**** Given entries ****
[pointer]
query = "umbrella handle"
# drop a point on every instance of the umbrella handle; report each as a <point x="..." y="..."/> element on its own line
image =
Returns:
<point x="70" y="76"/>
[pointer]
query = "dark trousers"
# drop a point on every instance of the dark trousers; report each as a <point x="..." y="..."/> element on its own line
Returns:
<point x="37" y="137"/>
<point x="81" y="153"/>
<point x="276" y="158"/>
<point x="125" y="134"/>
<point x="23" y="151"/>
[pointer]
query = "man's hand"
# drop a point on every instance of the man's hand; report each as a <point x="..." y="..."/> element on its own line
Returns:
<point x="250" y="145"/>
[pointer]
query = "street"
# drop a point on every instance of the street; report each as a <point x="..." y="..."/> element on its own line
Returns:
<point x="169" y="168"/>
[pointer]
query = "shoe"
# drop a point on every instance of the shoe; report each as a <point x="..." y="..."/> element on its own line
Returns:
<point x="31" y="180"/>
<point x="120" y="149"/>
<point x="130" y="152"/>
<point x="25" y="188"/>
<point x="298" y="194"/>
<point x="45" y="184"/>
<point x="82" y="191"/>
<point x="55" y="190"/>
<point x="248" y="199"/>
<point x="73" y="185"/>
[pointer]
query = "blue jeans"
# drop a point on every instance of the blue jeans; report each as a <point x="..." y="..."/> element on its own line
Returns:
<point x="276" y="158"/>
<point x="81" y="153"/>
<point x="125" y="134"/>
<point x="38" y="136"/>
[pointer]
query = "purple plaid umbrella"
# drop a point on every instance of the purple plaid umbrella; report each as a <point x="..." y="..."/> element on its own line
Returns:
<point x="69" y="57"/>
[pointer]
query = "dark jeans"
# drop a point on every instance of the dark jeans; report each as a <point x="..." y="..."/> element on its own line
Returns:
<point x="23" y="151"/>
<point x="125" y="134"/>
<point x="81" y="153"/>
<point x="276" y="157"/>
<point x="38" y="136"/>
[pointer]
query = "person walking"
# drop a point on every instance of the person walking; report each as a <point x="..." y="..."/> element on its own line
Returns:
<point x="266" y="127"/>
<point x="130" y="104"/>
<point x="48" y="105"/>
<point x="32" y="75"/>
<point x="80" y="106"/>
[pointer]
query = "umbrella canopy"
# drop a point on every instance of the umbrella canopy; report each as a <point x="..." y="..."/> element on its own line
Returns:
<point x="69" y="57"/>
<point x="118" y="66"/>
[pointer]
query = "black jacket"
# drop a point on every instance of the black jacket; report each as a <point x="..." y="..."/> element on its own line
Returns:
****
--- Exercise brief ---
Take the data above and return it exactly.

--- Written response ---
[pointer]
query = "umbrella handle"
# drop a point on every instance of the umbrella handle; report each as a <point x="..." y="..."/> element on its own line
image =
Returns:
<point x="70" y="76"/>
[pointer]
query = "dark trousers"
# drop a point on every instance of the dark trousers; report each as a <point x="..." y="..."/> element on its own line
Returns:
<point x="37" y="137"/>
<point x="81" y="153"/>
<point x="276" y="158"/>
<point x="125" y="134"/>
<point x="23" y="151"/>
[pointer]
query = "man's hand"
# drop a point on every instance of the man's hand; report each as a <point x="..." y="..."/> element on its own line
Returns:
<point x="250" y="145"/>
[pointer]
query = "street"
# drop a point on every instance of the street; report each as a <point x="..." y="..."/> element on its own line
Returns:
<point x="169" y="168"/>
[pointer]
query = "shoe"
# drop a point on every instance of the shoe; report each as a <point x="..." y="..."/> element on its own line
Returns:
<point x="31" y="180"/>
<point x="120" y="149"/>
<point x="130" y="152"/>
<point x="25" y="188"/>
<point x="298" y="194"/>
<point x="45" y="184"/>
<point x="82" y="191"/>
<point x="55" y="190"/>
<point x="248" y="199"/>
<point x="73" y="185"/>
[pointer]
query = "blue jeans"
# drop a point on every instance of the blue jeans; report each as a <point x="..." y="..."/> element on its own line
Returns:
<point x="276" y="158"/>
<point x="81" y="153"/>
<point x="125" y="134"/>
<point x="38" y="136"/>
[pointer]
query = "purple plaid umbrella"
# drop a point on every instance of the purple plaid umbrella; report each as a <point x="..." y="..."/> element on its own line
Returns:
<point x="69" y="57"/>
[pointer]
query = "dark jeans"
# drop a point on every instance of the dark jeans; report each as a <point x="..." y="..."/> element on its own line
Returns:
<point x="23" y="151"/>
<point x="125" y="134"/>
<point x="81" y="153"/>
<point x="276" y="157"/>
<point x="38" y="136"/>
[pointer]
query = "person walking"
# drop a point on every instance of the person walking; report each as a <point x="..." y="..."/> element on its own line
Returns:
<point x="266" y="127"/>
<point x="130" y="104"/>
<point x="48" y="105"/>
<point x="32" y="75"/>
<point x="80" y="106"/>
[pointer]
query = "umbrella canopy"
# drop a point on every instance of the umbrella canopy; report each as a <point x="..." y="..."/> element on its own line
Returns:
<point x="69" y="57"/>
<point x="118" y="66"/>
[pointer]
query = "black jacket"
# drop a point on every instance of the black jacket; report each as a <point x="..." y="..."/> element on its own line
Returns:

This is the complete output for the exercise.